Request 1: Within the rows, from the line holding "[spot] the clear" through the line holding "(1060, 666)", inclusive, switch "sunflower" to "daisy" and return those lines with nothing else changed.

------ Document section

You are viewing a plain text version of this content. The canonical link for it is here.
Posted to dev@parquet.apache.org by Vikas Gandham <g....@gmail.com> on 2017/11/14 17:15:08 UTC

Parquet files from spark not readable in Cascading

Hi,



When I  tried reading parquet data that was generated by spark in cascading
it throws following error







Caused by: org.apache.parquet.io.ParquetDecodingException: Can not read
value at 0 in block -1 in file ""

at
org.apache.parquet.hadoop.InternalParquetRecordReader.nextKeyValue(InternalParquetRecordReader.java:228)

at
org.apache.parquet.hadoop.ParquetRecordReader.nextKeyValue(ParquetRecordReader.java:201)

at
org.apache.parquet.hadoop.mapred.DeprecatedParquetInputFormat$RecordReaderWrapper.<init>(DeprecatedParquetInputFormat.java:103)

at
org.apache.parquet.hadoop.mapred.DeprecatedParquetInputFormat.getRecordReader(DeprecatedParquetInputFormat.java:47)

at cascading.tap.hadoop.io
.MultiInputFormat$1.operate(MultiInputFormat.java:253)

at cascading.tap.hadoop.io
.MultiInputFormat$1.operate(MultiInputFormat.java:248)

at cascading.util.Util.retry(Util.java:1044)

at cascading.tap.hadoop.io
.MultiInputFormat.getRecordReader(MultiInputFormat.java:247)

at org.apache.hadoop.mapred.MapTask.runOldMapper(MapTask.java:394)

at org.apache.hadoop.mapred.MapTask.run(MapTask.java:332)

at
org.apache.hadoop.mapred.LocalJobRunner$Job$MapTaskRunnable.run(LocalJobRunner.java:268)

at java.util.concurrent.Executors$RunnableAdapter.call(Executors.java:511)

at java.util.concurrent.FutureTask.run(FutureTask.java:266)

at
java.util.concurrent.ThreadPoolExecutor.runWorker(ThreadPoolExecutor.java:1142)

at
java.util.concurrent.ThreadPoolExecutor$Worker.run(ThreadPoolExecutor.java:617)

at java.lang.Thread.run(Thread.java:745)

Caused by: java.lang.ArrayIndexOutOfBoundsException: -1

at java.util.ArrayList.elementData(ArrayList.java:418)

------------
------ Data provided

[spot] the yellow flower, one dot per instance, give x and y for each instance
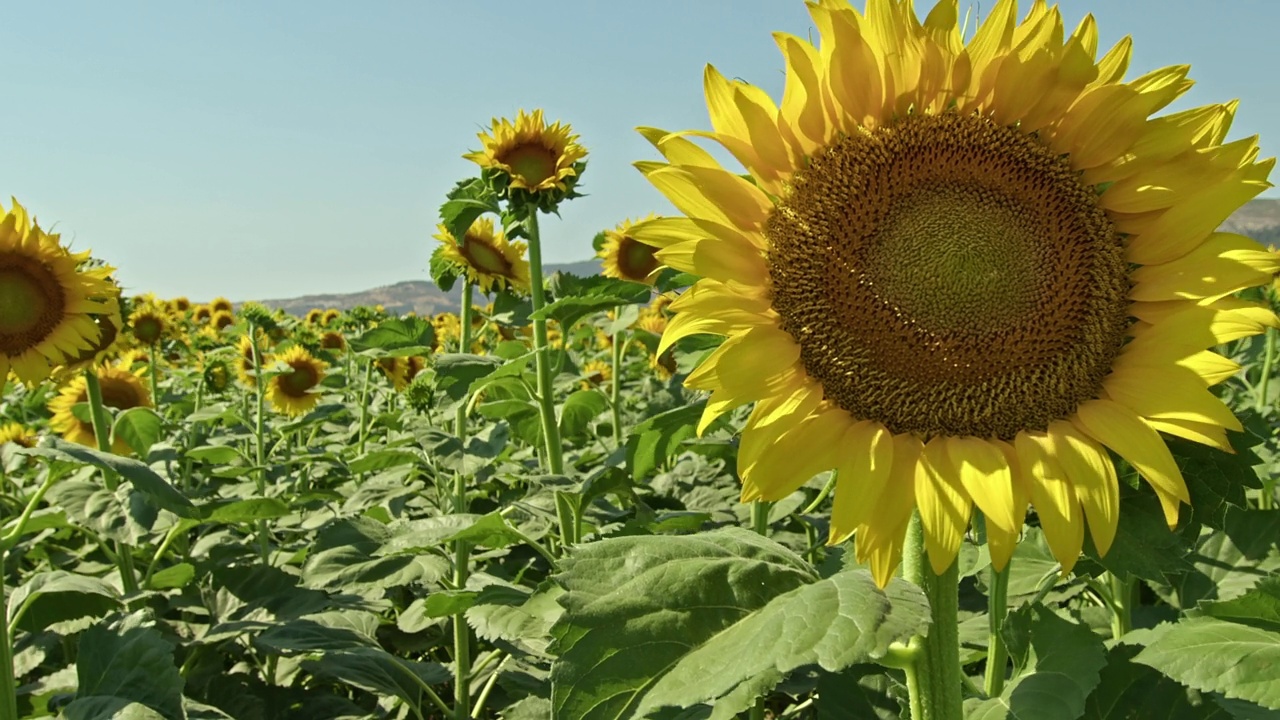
(535, 156)
(122, 390)
(49, 297)
(487, 258)
(626, 258)
(293, 392)
(18, 433)
(961, 273)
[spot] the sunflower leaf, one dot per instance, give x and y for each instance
(716, 618)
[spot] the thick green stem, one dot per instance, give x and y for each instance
(937, 677)
(1123, 592)
(997, 609)
(616, 387)
(542, 358)
(8, 682)
(460, 422)
(103, 434)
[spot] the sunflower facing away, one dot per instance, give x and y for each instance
(535, 156)
(961, 273)
(293, 392)
(626, 258)
(487, 258)
(48, 299)
(120, 391)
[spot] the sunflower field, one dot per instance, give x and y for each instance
(941, 397)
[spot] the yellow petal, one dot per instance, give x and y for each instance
(1124, 432)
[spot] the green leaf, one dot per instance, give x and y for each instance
(711, 618)
(1260, 606)
(58, 596)
(657, 438)
(173, 577)
(140, 428)
(1214, 655)
(579, 410)
(144, 478)
(1130, 692)
(1061, 665)
(411, 336)
(131, 660)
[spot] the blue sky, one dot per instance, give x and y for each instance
(270, 149)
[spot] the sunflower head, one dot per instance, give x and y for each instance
(293, 391)
(49, 297)
(961, 274)
(122, 390)
(626, 258)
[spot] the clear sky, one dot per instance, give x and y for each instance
(270, 149)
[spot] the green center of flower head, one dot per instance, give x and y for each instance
(484, 256)
(300, 381)
(635, 259)
(947, 276)
(31, 302)
(531, 162)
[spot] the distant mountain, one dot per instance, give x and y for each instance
(1258, 219)
(417, 296)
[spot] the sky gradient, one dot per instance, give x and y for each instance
(263, 150)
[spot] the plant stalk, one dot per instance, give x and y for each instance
(542, 358)
(937, 677)
(997, 609)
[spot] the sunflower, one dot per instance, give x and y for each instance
(122, 390)
(18, 433)
(48, 299)
(961, 273)
(396, 370)
(293, 391)
(626, 258)
(595, 373)
(150, 323)
(535, 156)
(487, 258)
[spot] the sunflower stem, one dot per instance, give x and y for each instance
(542, 358)
(937, 677)
(997, 609)
(616, 387)
(103, 434)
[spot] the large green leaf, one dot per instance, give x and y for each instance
(56, 596)
(1215, 655)
(144, 478)
(131, 660)
(716, 618)
(1060, 666)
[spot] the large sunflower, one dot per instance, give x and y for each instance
(48, 299)
(626, 258)
(535, 156)
(961, 273)
(487, 258)
(293, 392)
(122, 390)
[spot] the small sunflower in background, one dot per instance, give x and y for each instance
(530, 154)
(18, 434)
(626, 258)
(49, 299)
(150, 323)
(293, 391)
(485, 258)
(961, 274)
(122, 390)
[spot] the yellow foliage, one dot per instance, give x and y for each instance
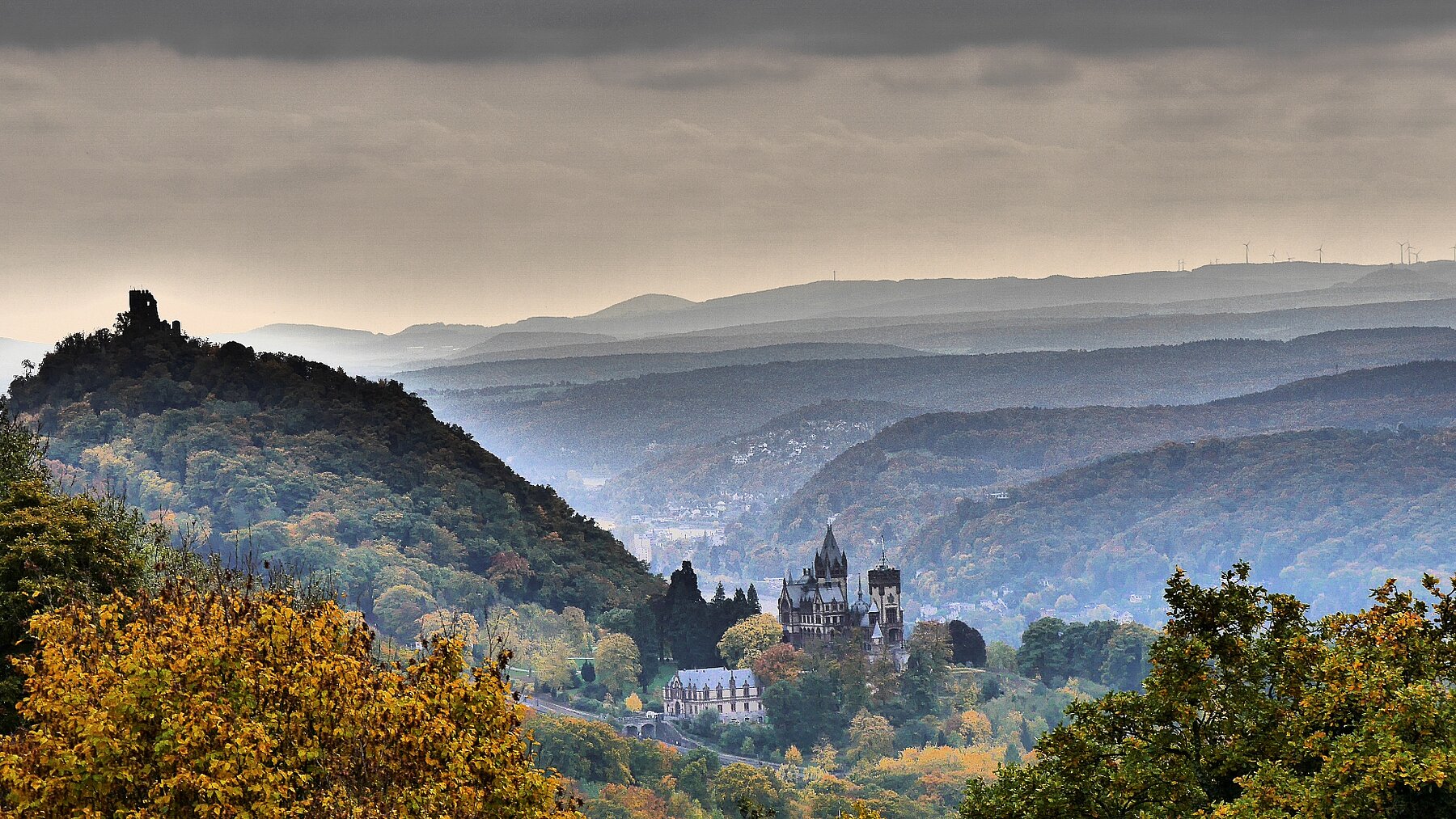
(975, 726)
(240, 703)
(942, 762)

------------

Request 2: In the mailing-list post, which exception appears as the final "Caused by" in the stack trace?

Full solution 1:
[spot] the clear sky, one dot per instance, give x and y for each instance
(270, 149)
[spot] the green center of flower head, one dot per instance, give x and y for each instance
(484, 256)
(300, 381)
(635, 259)
(947, 276)
(31, 302)
(531, 162)
[spot] the distant mountain, one dot per instance, give x and y for each instance
(1258, 219)
(417, 296)
[spot] the sky gradient, one dot per instance, give x and y for each instance
(263, 150)
[spot] the plant stalk, one dot per instance, give x and y for each instance
(542, 358)
(937, 677)
(997, 609)
[spot] the daisy, one dot per instance, give x and y for each instance
(122, 390)
(18, 433)
(48, 299)
(961, 273)
(396, 370)
(293, 391)
(626, 258)
(595, 373)
(150, 323)
(535, 156)
(487, 258)
[spot] the daisy stem, one dot per instance, give x and y for each instance
(542, 358)
(937, 677)
(997, 609)
(616, 387)
(103, 434)
[spot] the large green leaf, one dot per instance, give x and y for each instance
(56, 596)
(1215, 655)
(144, 478)
(131, 660)
(716, 618)
(1060, 666)

Full solution 2: java.lang.ArrayIndexOutOfBoundsException: -1